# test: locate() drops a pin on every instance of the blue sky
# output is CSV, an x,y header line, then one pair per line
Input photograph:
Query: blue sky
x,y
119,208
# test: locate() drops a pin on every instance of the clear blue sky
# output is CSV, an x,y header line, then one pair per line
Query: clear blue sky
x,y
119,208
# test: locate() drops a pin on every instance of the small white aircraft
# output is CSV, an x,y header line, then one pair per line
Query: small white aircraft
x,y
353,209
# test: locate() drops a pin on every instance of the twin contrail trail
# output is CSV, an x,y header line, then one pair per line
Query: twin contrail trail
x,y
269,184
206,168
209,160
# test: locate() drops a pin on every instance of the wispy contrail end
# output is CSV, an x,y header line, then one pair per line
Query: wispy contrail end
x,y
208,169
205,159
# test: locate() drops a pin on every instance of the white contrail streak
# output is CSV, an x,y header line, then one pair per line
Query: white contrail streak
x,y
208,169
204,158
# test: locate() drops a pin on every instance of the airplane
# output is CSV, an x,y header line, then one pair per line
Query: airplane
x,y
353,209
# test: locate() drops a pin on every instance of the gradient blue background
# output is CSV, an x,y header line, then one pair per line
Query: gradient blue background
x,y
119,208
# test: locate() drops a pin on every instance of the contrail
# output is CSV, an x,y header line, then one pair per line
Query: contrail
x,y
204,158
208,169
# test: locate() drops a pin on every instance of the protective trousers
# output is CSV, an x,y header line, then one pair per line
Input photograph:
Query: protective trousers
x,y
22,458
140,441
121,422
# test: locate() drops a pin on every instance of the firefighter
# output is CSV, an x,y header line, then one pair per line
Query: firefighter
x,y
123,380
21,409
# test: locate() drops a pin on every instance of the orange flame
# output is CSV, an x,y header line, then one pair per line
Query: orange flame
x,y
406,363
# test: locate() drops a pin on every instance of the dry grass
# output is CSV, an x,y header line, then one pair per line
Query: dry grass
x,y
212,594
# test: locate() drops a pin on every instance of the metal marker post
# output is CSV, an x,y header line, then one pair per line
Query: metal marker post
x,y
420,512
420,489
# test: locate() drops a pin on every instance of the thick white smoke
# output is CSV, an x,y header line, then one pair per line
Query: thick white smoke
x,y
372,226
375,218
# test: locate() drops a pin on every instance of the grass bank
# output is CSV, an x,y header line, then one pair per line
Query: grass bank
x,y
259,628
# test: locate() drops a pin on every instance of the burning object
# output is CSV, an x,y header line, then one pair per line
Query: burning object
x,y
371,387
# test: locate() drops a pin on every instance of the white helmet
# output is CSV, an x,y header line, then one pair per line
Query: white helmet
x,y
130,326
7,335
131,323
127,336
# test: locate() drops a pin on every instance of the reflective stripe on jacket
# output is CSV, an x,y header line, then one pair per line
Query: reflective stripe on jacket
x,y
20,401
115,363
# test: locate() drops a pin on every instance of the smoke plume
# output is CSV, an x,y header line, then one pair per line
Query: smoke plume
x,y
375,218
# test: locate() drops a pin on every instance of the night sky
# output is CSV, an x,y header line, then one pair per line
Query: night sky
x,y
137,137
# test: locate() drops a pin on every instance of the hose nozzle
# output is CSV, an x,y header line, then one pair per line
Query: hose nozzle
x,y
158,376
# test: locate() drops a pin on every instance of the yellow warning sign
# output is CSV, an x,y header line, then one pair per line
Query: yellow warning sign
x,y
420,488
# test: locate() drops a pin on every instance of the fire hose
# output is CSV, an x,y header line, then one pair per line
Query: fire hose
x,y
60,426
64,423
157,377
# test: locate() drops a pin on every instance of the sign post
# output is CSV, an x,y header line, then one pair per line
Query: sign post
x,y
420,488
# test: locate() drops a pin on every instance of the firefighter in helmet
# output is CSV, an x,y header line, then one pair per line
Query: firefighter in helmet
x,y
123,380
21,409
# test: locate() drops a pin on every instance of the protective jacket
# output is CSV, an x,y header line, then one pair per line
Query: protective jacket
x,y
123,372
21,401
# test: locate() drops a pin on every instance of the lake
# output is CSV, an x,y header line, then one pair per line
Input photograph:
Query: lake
--------------------------------------------------
Work to complete
Reproduce nothing but the lines from the line containing "the sign post" to the last line of the data, each exactly as written.

Solved exercise
# test: locate() drops a pin on every instance of the sign post
# output is CSV, an x,y header line, then one pair per line
Query: sign post
x,y
420,488
# test: locate() drops a pin on every instance of the firefighter in helmet
# output is CSV, an x,y header line, then one pair per line
Query: firefighter in helmet
x,y
123,380
21,409
# test: locate() drops a pin on every instance of the protective jacket
# output is CSV, an x,y header line, then one pair per line
Query: protective jacket
x,y
123,372
21,401
# test: locate() drops a pin on every instance of the lake
# output is CSV, an x,y header line, then one pair per line
Input photograph:
Query: lake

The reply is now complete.